Stored data:
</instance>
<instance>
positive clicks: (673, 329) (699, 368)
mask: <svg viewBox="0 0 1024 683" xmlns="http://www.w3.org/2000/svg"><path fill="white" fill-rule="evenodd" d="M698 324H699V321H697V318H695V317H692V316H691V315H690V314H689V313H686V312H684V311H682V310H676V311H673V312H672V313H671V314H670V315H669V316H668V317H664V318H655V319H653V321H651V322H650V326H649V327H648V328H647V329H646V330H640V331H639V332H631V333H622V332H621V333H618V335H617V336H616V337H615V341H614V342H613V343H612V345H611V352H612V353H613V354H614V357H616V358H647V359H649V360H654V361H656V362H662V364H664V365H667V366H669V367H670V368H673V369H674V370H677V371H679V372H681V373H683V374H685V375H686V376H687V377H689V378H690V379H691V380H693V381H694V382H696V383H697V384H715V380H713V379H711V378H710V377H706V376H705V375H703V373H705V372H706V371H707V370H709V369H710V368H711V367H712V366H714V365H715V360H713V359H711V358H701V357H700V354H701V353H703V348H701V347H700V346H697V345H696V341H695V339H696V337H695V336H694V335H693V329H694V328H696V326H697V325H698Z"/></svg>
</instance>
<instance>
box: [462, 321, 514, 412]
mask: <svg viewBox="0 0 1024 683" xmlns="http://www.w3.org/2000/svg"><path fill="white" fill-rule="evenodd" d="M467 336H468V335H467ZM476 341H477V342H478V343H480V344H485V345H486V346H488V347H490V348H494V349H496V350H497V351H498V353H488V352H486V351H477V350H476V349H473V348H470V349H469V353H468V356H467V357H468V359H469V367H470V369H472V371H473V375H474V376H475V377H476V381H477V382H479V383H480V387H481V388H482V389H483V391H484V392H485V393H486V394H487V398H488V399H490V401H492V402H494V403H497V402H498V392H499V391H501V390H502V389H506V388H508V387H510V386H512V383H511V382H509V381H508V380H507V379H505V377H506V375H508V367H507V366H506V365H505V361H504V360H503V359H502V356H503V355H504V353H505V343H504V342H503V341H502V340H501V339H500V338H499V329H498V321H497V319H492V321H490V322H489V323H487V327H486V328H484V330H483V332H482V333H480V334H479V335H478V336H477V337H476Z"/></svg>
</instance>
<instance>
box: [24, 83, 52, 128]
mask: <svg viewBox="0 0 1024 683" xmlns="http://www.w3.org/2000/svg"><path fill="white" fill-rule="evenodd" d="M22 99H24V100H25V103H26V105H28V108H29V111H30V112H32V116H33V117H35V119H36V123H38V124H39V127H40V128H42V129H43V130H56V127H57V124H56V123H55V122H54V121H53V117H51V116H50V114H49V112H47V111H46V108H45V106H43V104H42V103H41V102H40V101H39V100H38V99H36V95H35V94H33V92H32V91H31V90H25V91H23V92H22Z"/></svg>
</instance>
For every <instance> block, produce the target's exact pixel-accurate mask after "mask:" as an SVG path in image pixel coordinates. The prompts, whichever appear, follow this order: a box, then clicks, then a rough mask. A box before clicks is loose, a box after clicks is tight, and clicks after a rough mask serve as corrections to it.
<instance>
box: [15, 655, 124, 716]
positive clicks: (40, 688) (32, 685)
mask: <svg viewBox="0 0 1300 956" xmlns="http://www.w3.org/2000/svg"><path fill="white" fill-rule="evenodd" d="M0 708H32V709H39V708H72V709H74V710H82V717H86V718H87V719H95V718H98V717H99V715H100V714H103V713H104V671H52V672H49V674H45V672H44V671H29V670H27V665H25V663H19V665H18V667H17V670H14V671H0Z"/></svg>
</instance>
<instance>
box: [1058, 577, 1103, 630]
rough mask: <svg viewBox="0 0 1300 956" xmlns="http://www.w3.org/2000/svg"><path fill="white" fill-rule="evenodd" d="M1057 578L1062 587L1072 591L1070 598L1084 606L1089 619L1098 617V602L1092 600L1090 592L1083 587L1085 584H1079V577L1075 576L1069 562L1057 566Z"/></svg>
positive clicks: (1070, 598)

WHAT YOU SHOULD DO:
Render every line of the stored data rows above as a numbered list, leaving out any blank lines.

FINISHED EXERCISE:
1. </instance>
2. <instance>
3. positive clicks: (673, 329) (699, 368)
4. mask: <svg viewBox="0 0 1024 683" xmlns="http://www.w3.org/2000/svg"><path fill="white" fill-rule="evenodd" d="M698 324H699V321H697V318H695V317H692V316H691V315H690V314H689V313H686V312H684V311H682V310H676V311H673V312H672V313H671V314H670V315H669V316H668V317H664V318H655V319H653V321H651V322H650V326H649V327H648V328H647V329H646V330H640V331H639V332H631V333H622V332H621V333H618V335H617V336H616V337H615V341H614V342H613V343H612V345H611V352H612V353H613V354H614V357H616V358H647V359H649V360H654V361H656V362H662V364H664V365H667V366H669V367H670V368H673V369H674V370H677V371H679V372H681V373H683V374H685V375H686V376H687V377H689V378H690V379H691V380H693V381H694V382H696V383H697V384H715V380H713V379H711V378H710V377H706V376H705V375H703V373H705V372H706V371H707V370H709V369H710V368H711V367H712V366H714V365H715V360H713V359H711V358H701V357H700V354H701V353H703V348H701V347H700V346H697V345H696V341H695V339H696V337H695V336H694V335H693V329H694V328H696V326H697V325H698Z"/></svg>
5. </instance>
6. <instance>
7. box: [462, 321, 514, 412]
8. mask: <svg viewBox="0 0 1024 683" xmlns="http://www.w3.org/2000/svg"><path fill="white" fill-rule="evenodd" d="M467 336H468V335H467ZM476 341H477V342H478V343H480V344H485V345H486V346H488V347H490V348H494V349H496V350H497V351H498V353H488V352H486V351H477V350H476V349H473V348H470V349H469V353H468V356H467V357H468V359H469V367H470V369H472V371H473V375H474V376H475V377H476V381H477V382H479V383H480V387H481V388H482V389H483V391H484V392H485V393H486V394H487V398H488V399H490V401H492V402H494V403H497V402H498V392H499V391H501V390H502V389H506V388H508V387H510V386H512V383H511V382H509V381H508V380H507V379H505V377H506V375H508V367H507V366H506V365H505V361H504V360H503V359H502V356H503V355H504V353H505V343H504V342H503V341H502V340H501V339H500V338H499V329H498V321H497V319H492V321H490V322H489V323H487V327H486V328H484V330H483V332H482V333H480V334H479V335H478V336H477V337H476Z"/></svg>
9. </instance>
10. <instance>
11. box: [24, 83, 52, 128]
12. mask: <svg viewBox="0 0 1024 683" xmlns="http://www.w3.org/2000/svg"><path fill="white" fill-rule="evenodd" d="M22 99H24V100H25V103H26V105H28V108H29V111H30V112H32V116H33V117H35V119H36V123H38V124H39V127H40V128H42V129H43V130H56V127H57V124H56V123H55V122H54V121H53V117H51V116H50V114H49V112H47V111H46V108H45V106H43V104H42V103H41V102H40V101H39V100H38V99H36V95H35V94H33V92H32V91H31V90H25V91H23V92H22Z"/></svg>
13. </instance>
14. For every <instance> block, produce the target's exact pixel-accurate mask after "mask:" as an SVG path in image pixel coordinates. The prompts, whichever appear, follow this order: a box, then clicks, then a rough mask. A box before clicks is loose, a box after clicks is tight, and clicks after a rough mask serve as corrections to it.
15. <instance>
16. box: [15, 655, 124, 716]
17. positive clicks: (40, 688) (32, 685)
18. mask: <svg viewBox="0 0 1300 956" xmlns="http://www.w3.org/2000/svg"><path fill="white" fill-rule="evenodd" d="M0 708H32V709H39V708H72V709H74V710H82V717H86V718H87V719H95V718H98V717H99V715H100V714H103V713H104V671H52V672H49V674H45V672H44V671H29V670H27V665H25V663H19V665H18V667H17V670H14V671H0Z"/></svg>
19. </instance>
20. <instance>
21. box: [1058, 577, 1103, 630]
22. rough mask: <svg viewBox="0 0 1300 956" xmlns="http://www.w3.org/2000/svg"><path fill="white" fill-rule="evenodd" d="M1057 578L1062 587L1072 591L1070 598L1084 606L1089 619L1098 617V602L1092 600L1090 592L1083 587L1085 584H1079V577L1075 576L1069 562L1057 566Z"/></svg>
23. positive clicks: (1070, 598)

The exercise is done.